▶ WORK INSTRUCTION
Using the data below, report how many lines hold the word "road". Include nothing else in the reply.

▶ EXERCISE INPUTS
*** Block opens ***
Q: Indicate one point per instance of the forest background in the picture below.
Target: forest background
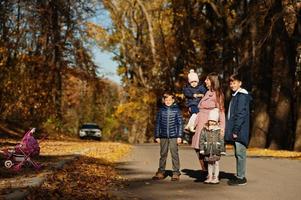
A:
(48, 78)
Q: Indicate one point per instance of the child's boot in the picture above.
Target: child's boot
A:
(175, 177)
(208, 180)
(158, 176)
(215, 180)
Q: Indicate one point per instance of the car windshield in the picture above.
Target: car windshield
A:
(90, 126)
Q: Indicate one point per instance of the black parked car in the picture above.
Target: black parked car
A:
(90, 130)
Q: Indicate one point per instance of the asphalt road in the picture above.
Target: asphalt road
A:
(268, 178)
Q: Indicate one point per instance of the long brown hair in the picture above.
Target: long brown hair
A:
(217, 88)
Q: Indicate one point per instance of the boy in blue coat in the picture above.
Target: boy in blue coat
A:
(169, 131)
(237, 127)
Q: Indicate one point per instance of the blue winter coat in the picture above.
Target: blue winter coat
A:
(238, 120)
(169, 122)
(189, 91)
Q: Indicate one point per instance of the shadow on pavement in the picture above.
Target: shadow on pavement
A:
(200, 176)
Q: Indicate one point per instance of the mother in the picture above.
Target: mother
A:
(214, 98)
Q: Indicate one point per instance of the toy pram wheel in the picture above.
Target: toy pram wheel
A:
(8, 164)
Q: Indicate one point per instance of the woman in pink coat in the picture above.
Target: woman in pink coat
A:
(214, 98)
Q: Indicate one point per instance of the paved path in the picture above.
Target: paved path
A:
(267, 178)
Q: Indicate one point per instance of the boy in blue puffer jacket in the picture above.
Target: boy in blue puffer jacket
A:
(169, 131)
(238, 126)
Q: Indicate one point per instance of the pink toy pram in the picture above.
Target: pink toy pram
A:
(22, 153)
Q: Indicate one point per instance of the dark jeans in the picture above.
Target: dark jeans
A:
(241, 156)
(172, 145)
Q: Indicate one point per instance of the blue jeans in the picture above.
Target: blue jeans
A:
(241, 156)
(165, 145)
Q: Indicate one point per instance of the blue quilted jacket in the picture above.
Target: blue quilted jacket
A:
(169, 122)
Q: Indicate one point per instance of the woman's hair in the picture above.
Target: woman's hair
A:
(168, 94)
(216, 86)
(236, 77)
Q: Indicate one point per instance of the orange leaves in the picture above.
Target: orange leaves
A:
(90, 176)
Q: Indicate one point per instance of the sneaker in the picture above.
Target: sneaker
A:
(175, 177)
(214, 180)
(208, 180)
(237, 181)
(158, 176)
*** Block closes ***
▶ FINISHED EXERCISE
2